-------- RECORDS FOR THE TASK --------

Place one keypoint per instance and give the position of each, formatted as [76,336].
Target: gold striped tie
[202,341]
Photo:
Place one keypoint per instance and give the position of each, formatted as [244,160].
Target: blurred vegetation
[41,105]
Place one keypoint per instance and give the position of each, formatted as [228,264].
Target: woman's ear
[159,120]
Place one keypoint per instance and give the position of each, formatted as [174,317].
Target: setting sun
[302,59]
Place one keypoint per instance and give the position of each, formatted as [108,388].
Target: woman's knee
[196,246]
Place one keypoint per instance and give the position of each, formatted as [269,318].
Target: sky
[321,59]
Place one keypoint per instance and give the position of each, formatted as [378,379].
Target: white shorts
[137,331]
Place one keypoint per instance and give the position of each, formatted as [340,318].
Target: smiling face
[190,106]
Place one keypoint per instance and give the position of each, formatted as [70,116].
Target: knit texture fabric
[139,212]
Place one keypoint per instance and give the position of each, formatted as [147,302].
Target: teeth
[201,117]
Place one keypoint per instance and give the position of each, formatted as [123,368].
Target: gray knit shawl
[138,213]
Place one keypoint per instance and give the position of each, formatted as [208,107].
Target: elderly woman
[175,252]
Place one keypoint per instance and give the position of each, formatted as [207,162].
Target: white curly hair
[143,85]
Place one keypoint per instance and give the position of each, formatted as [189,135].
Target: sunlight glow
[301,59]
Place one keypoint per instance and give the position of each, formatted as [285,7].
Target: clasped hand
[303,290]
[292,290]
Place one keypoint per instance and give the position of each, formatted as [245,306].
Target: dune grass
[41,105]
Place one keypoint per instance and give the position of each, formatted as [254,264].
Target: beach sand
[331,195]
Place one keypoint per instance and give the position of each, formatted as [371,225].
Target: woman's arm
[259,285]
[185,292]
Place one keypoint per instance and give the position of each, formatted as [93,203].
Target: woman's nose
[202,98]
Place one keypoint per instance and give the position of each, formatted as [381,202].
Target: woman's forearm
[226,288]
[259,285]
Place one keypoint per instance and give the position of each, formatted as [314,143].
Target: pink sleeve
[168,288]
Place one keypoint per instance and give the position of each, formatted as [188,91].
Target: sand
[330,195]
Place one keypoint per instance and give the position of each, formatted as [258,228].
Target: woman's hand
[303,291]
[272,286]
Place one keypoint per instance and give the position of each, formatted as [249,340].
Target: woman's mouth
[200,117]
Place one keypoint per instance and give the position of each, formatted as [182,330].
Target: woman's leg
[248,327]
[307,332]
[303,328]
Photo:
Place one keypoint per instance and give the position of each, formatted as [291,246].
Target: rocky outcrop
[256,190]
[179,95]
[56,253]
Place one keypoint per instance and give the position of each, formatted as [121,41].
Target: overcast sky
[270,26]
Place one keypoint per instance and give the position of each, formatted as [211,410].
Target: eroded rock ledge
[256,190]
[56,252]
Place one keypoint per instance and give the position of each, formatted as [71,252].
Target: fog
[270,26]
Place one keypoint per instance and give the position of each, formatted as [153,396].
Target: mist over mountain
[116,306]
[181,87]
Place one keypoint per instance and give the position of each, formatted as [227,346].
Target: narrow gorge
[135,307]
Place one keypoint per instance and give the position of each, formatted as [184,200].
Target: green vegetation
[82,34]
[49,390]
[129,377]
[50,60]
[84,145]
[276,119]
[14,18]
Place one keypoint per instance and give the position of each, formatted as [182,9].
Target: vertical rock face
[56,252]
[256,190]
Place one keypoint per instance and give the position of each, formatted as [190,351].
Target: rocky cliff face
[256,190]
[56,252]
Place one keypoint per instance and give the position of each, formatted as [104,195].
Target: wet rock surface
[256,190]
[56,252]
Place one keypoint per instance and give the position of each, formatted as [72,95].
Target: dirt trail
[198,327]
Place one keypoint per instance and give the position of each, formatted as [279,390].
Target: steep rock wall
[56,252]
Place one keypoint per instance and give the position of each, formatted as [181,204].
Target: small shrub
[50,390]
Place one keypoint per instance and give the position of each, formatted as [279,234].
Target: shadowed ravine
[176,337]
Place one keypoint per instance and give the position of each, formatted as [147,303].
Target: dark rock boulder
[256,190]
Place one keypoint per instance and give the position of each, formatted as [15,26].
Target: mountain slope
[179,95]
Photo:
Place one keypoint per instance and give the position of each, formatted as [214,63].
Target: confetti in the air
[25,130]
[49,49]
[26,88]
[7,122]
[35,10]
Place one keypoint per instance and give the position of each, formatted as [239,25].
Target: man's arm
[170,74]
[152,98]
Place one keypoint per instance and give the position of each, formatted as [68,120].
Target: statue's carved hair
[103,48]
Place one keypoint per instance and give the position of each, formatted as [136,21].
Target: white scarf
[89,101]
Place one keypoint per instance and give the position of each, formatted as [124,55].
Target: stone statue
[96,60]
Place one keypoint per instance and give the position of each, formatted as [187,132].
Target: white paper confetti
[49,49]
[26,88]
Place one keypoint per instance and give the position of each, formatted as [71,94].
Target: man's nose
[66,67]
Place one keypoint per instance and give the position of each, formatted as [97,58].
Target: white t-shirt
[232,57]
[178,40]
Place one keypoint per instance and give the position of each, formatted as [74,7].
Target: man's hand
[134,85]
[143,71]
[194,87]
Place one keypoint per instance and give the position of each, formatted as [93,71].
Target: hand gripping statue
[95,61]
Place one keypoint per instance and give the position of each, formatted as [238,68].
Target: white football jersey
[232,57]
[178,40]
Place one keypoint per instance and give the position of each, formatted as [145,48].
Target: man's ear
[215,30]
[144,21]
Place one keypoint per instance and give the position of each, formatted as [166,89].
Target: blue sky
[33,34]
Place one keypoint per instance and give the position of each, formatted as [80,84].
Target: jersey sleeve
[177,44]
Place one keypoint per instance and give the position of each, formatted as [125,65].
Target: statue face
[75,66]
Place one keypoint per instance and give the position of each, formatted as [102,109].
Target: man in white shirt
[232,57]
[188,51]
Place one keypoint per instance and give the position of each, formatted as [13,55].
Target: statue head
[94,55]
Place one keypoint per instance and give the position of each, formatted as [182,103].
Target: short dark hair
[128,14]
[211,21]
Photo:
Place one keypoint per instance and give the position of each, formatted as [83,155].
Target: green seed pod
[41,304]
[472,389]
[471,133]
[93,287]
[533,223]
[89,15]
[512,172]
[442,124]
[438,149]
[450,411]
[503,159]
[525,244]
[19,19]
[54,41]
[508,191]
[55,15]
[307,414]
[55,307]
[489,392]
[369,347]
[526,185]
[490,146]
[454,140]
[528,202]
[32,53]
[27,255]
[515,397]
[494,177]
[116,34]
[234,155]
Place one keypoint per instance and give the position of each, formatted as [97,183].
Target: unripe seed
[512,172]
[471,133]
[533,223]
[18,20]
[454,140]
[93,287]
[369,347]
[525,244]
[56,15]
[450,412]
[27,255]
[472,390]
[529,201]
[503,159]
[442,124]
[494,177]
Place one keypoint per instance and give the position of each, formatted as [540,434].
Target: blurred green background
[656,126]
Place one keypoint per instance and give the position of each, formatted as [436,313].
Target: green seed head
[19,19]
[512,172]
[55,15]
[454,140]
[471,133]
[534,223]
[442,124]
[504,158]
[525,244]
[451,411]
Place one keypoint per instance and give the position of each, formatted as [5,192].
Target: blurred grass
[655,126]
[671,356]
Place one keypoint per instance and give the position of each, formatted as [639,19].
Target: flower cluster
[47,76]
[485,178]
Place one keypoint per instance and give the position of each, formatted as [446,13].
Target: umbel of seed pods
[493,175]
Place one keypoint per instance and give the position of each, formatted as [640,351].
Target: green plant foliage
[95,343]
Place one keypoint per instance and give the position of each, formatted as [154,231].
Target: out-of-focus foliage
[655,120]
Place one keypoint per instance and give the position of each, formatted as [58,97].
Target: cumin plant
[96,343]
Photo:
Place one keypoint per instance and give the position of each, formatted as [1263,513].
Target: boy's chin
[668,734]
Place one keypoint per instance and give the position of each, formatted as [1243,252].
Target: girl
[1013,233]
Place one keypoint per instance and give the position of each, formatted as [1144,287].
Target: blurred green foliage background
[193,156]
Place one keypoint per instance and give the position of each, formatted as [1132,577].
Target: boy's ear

--------

Take the lines above from the one holding "formatted as [97,183]." to the last and output them exactly.

Place one keypoint per instance and give the position of each, formatted as [97,183].
Target: unripe seed
[512,172]
[471,133]
[533,223]
[18,20]
[454,140]
[93,287]
[369,347]
[525,244]
[56,15]
[450,412]
[27,255]
[472,390]
[529,201]
[503,159]
[442,124]
[494,177]
Place one keypoint per instance and give the position of each, formatted as [540,434].
Target: blurred green background
[656,126]
Place one keypoint per instance and give the position of each, formatted as [436,313].
Target: green seed head
[19,19]
[512,172]
[55,15]
[454,140]
[471,133]
[534,223]
[442,124]
[504,158]
[525,244]
[451,411]
Place one keypoint per instance and give the position of each, formatted as [5,192].
Target: blurred grass
[655,126]
[671,356]
Place one keypoint per instance and give the position of each, formatted as [639,19].
Target: flower cluster
[47,76]
[485,178]
Place one keypoint per instance and give the position of each, formatted as [446,13].
Target: umbel of seed pods
[493,175]
Place one keypoint per instance and give the position of each, formatted as [640,351].
Target: green plant foliage
[95,343]
Place one keypoint per instance and give the position of each, formatted as [154,231].
Target: out-of-focus foliage
[655,120]
Place one keypoint per instance and give the position of each, formatted as [58,97].
Target: cumin plant
[96,343]
Photo:
Place one keypoint per instance and give the position of each, formatted as [1263,513].
Target: boy's chin
[668,734]
Place one keypoint per instance and give the position of each, formatted as [1243,252].
Target: girl
[1013,233]
Place one keypoint per instance and give the position of each, formatted as [1144,287].
Target: blurred green foliage background
[193,156]
Place one keypoint per instance and give the position of each, formatted as [1132,577].
Target: boy's ear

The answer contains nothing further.